TASK 1: Translate this sentence from the blog text about hens and the Sheffield graffiti into French: "Good observation and knowing your animals is vital in keeping them safe."
TASK 2: Carry on the blog text about hens and the Sheffield graffiti from the point where it stops.

Yesterday, as the Rhode Island was more or less back to her old self, I caught, Pirrie, an old bantam cockerel looking slightly quieter than usual, and so I have isolated and treated him too. Good observation and knowing your animals is vital in keeping them safe. I just hope I have noticed the potential problem early.


I was discussing all this with the vet's nurse this morning. She had just bought four hens and I was trying to flirt with her just a little so that she would take one of my spare frizzle cockerels from me...and although she obviously knows animal care, she was taken aback just a little with the amount of work that is involved if you are to look after a  group of animals properly.


"When I started " she said ruefully " I thought you just stuck them in the garden and left them to it!"


........if only........

The "I LOVE YOU" Bridge

I am just about to leave the house to help take my brother to the hospice for a week of respite care. It's 8.40 am and I need more coffee as I have just got off from another night shift. My work days are just like the old crosville buses from the 1970's...they all seem to some at once!
Yesterday I caught a fascinating documentary on Radio 4 where filmmaker and Opera director Penny Woolcock discussed a piece of graffitti on a Sheffield tower block walkway which seems to have taken on a rather magical and indeed mystical life of its own, since it was written a few years back.


High up on the grade II listed Hyde Park Flats, sprayed in an unsteady childish scrawl is the message
"Will you marry me Claire Middleton?"


Was it Destructive? (yeap just a little) 
Is it Romantic? (well... we all love a love story)
But it is the myth around the whole message that has caught the imagination of the bog standard Sheffielders as well as  the "artists" of the city........photographs of the graffiti circulated in the press; the developers of the flats comissioned a neon lighting up of the "Will you marry me?" part of the message saying rather whimsically that it was ;
""an iconic symbol of hope and romance central to the heritage of the flats"
Humm....even romantic old me can feel the bile rising somewhat, at this rather cloying statement......


so I was intrigued when Penny Woolcock started to delve into the real history of Claire and her "beau" Jason who as it turned out "penned" the proposal!

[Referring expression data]
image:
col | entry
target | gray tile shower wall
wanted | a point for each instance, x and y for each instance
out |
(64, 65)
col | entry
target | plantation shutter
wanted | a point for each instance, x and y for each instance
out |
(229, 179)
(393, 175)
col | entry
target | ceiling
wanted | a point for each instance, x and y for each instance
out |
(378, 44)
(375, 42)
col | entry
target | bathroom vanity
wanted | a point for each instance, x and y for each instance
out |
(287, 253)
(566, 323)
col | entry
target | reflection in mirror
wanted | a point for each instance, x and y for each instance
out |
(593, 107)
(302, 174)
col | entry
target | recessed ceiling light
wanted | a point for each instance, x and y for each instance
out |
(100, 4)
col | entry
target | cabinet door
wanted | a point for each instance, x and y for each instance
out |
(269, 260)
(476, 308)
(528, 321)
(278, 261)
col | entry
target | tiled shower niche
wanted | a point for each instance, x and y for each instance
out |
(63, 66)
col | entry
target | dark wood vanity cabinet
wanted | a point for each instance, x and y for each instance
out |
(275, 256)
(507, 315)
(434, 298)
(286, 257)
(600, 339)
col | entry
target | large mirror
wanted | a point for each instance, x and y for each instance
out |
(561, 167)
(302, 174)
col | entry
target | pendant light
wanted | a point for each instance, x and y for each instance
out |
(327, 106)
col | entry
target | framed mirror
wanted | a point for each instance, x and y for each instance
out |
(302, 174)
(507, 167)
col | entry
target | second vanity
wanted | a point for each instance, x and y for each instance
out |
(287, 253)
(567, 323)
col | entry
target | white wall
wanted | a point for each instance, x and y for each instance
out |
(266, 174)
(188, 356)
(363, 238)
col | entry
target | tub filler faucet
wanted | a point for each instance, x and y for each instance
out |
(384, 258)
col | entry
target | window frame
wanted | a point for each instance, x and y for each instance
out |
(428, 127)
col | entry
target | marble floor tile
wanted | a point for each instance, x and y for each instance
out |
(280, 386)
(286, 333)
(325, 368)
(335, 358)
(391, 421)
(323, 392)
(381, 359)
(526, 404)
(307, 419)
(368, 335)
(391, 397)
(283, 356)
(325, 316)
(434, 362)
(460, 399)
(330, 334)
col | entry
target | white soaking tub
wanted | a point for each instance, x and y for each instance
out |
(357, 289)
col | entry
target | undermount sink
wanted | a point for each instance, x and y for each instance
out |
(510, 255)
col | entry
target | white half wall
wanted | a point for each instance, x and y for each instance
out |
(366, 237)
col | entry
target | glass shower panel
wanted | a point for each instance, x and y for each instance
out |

ANSWER AREA 1: Une bonne observation et une bonne connaissance de vos animaux sont essentielles pour assurer leur sécurité.

ANSWER AREA 2:
The reality of the message is a sad one. 
Apparently Claire died in 2007.....there was talk that drugs and a chaotic lifestyle took their toll.....the proposal, it was said, distanced Claire from Jason....and today Claire's family seem to hate the perceived fairy tale reminder of a painful reality even though her name is now allowed ( as Woolcock sadly concluded in her moving programme) "To fade into the concrete"


The whole thing is a example of imagination clouding reality

An afternoon Airshow

I see no ships ( or f*cking any of the Red Arrows Either)
Rhyl Air Show sounded rather good fun, especially given the fact the the famed "Red Arrows" were due to turn up around 12.30pm. Chris made a picnic and asked me to pick him up from Church, so that we could take the dogs up the Gop behind the village and watch the fun, so to speak from afar!
Chris got out of the service slightly late, we had a row racing up to the top of the hill and got there just on 12.30pm to find out that a large patch of pine trees were effectively screening the whole of the Rhyl coastline!
Pine Tree view
Like little boys on a school trip, we ate our sandwiches as soon as we sat down, bickered a little more and finally caught the briefest of glimpses of the "arrows" as they streaked impressively down the Vale of Clwyd towards the sea.
Just as the rain started we craned out necks around the branches to enjoy the odd loop the loop....then we gave it all up as a bad job to return home for a cup of tea and for me a sleep before night shift tonight.
Ah a typical British Sunday afternoon out!